> _Aufgaben_
1) Beantworten Sie anhand des Textauszugs über Ribérys vergoldetes Steak diese Fragen:
(a) In welchem Land wäre die Sache laut dem Textauszug womöglich kein so großes Thema?
(b) Was warfen viele Kritiker Ribéry zum Beispiel vor?
(c) Wie reagierte Ribéry auf seine Kritiker?
2) Führen Sie den Textauszug über Ribérys vergoldetes Steak nach seinem letzten Satz fort.

> _Textauszug_
Franck Ribéry, das vergoldete Steak und die anschließende Pöbelei gegen seine Kritiker - der französische Nationalspieler sorgte für viel Aufregung. In den USA wäre das alles womöglich kein so großes Thema, doch die Kultur in Deutschland ist eine andere.
Mit seinem Social-Media-Post von einem vergoldeten Steak hat Frank Ribéry am Wochenende für viel Wirbel gesorgt. Nicht nur, dass ihm die vielen Kritiker zum Beispiel vorwarfen, Geld für ein Steak zu verschwenden, mit dem sich andere Menschen hundert Essen oder mehr hätten kaufen können.
Ribéry feuerte als Gegenreaktion eine Hass-Tirade in Richtung seiner Kritiker, die ein Gangsterrapper kaum besser hätte schreiben können.

> _Vorliegendes Material_
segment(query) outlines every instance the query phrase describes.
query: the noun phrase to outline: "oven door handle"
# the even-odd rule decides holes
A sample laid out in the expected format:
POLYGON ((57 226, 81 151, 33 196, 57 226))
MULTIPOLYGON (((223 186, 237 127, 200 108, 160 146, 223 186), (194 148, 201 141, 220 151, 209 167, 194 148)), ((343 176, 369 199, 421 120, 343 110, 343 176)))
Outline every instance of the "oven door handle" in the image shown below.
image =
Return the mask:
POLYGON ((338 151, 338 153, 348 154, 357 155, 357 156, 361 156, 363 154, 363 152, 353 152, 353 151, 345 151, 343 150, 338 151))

> _Antworten nach Nummer_
1)
(a) In den USA.
(b) Er verschwende Geld für ein Steak, mit dem sich andere Menschen hundert Essen oder mehr hätten kaufen können.
(c) Er feuerte eine Hass-Tirade in Richtung seiner Kritiker ab.

2)
Was die Menschen an der Kausa Blattgold zum einen störe, ist, dass Franck Ribéry mit den Erwartungen breche, die wir an einem Aufsteiger wie ihn haben, sagt der Soziologe Sighard Neckel. Frank Ribéry hat sich von den französischen Banlieues bis ganz nach oben hochgearbeitet. Doch Demut und Bescheidenheit - für ein solches Verhalten sei der Fußballer nicht bereit oder ist nicht in der Lage. Stattdessen entspreche der Fußballer mit seinem Verhalten viel mehr den Rollenbildern, wie wir sie aus dem Gangsta-Rap kennen.
"Ribéry symbolisiert das Klischee des Fußballstars aus einfachen Verhältnissen, der sich überhaupt nicht benehmen kann. Dasselbe haben wir in der Musikszene bei den Gangsta-Rappern, die sich darin gefallen, Fotos zu posten, auf denen sie in Champagner baden."
Der Unterschied ist nur, dass bei Gangsta-Rappern diese Art der verbalen Entgleisungen zum Geschäftsmodell gehören, während sie in der Fußballwelt eigentlich unter öffentlicher Ächtung stehen, so der Soziologe.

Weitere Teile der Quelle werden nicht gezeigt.